What to produce
Across the records below, how many lines contain the string "hole"? Give the number by itself.
━━ Material to process
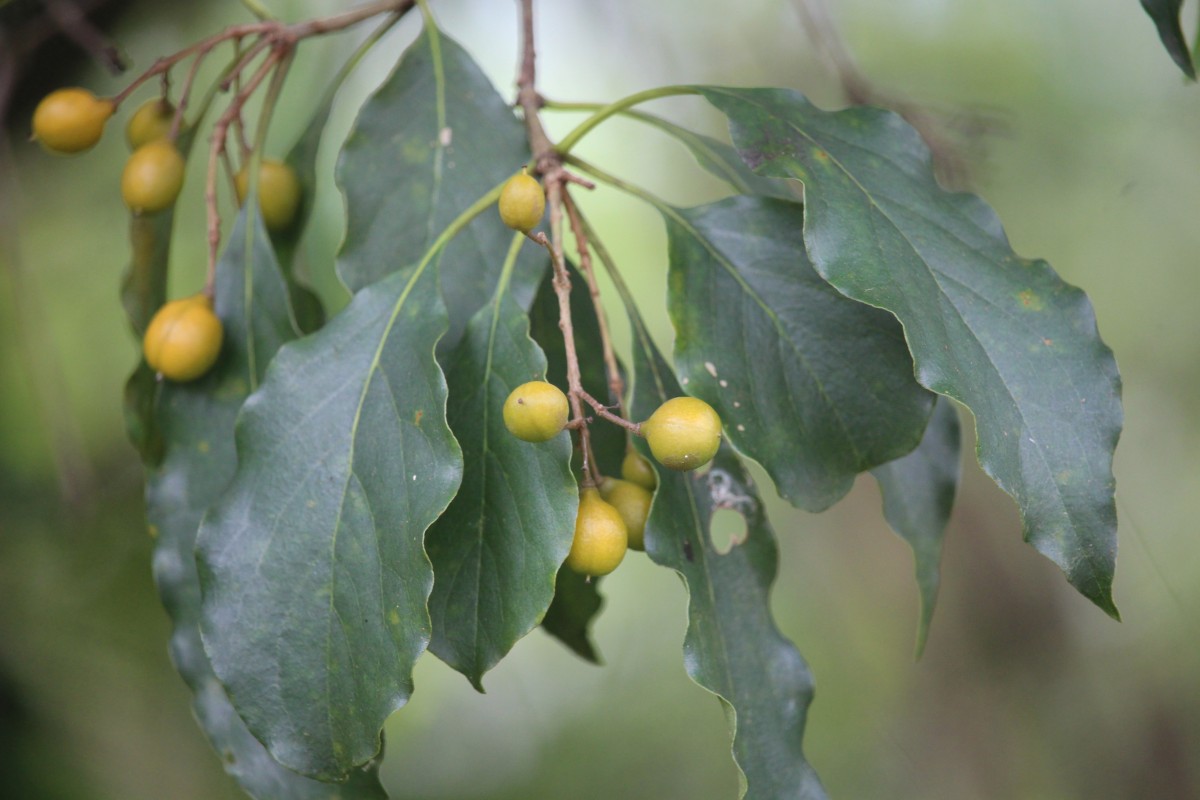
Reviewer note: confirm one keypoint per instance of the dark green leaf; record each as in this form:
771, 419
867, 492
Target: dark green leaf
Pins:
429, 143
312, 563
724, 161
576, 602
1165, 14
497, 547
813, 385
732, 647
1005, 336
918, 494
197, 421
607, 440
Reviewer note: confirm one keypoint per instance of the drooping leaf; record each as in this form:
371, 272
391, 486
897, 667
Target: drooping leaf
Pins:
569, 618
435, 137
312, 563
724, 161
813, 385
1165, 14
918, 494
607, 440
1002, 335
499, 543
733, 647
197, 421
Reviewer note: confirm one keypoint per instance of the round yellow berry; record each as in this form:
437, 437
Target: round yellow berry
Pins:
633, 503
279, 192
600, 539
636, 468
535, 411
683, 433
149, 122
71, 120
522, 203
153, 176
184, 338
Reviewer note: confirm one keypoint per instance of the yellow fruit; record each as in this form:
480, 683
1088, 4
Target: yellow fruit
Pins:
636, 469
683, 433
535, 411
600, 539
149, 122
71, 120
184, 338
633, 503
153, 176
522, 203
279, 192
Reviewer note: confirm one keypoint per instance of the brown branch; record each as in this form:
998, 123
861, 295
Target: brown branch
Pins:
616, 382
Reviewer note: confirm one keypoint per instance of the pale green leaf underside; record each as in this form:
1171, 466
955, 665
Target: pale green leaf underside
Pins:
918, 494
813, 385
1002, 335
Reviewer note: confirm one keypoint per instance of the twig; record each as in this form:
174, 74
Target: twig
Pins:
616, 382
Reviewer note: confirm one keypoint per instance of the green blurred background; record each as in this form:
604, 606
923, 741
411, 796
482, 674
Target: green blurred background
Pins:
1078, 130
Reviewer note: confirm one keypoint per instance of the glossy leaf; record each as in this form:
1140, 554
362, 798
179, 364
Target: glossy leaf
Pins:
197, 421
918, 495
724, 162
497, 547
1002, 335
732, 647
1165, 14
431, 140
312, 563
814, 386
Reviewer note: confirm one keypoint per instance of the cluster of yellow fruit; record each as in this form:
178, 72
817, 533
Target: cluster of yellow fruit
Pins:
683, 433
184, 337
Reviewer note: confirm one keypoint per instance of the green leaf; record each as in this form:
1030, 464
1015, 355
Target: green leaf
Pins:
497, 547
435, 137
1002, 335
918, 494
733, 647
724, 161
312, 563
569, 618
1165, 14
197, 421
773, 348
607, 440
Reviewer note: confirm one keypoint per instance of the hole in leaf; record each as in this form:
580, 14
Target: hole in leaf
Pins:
━━━━
Result for this task
2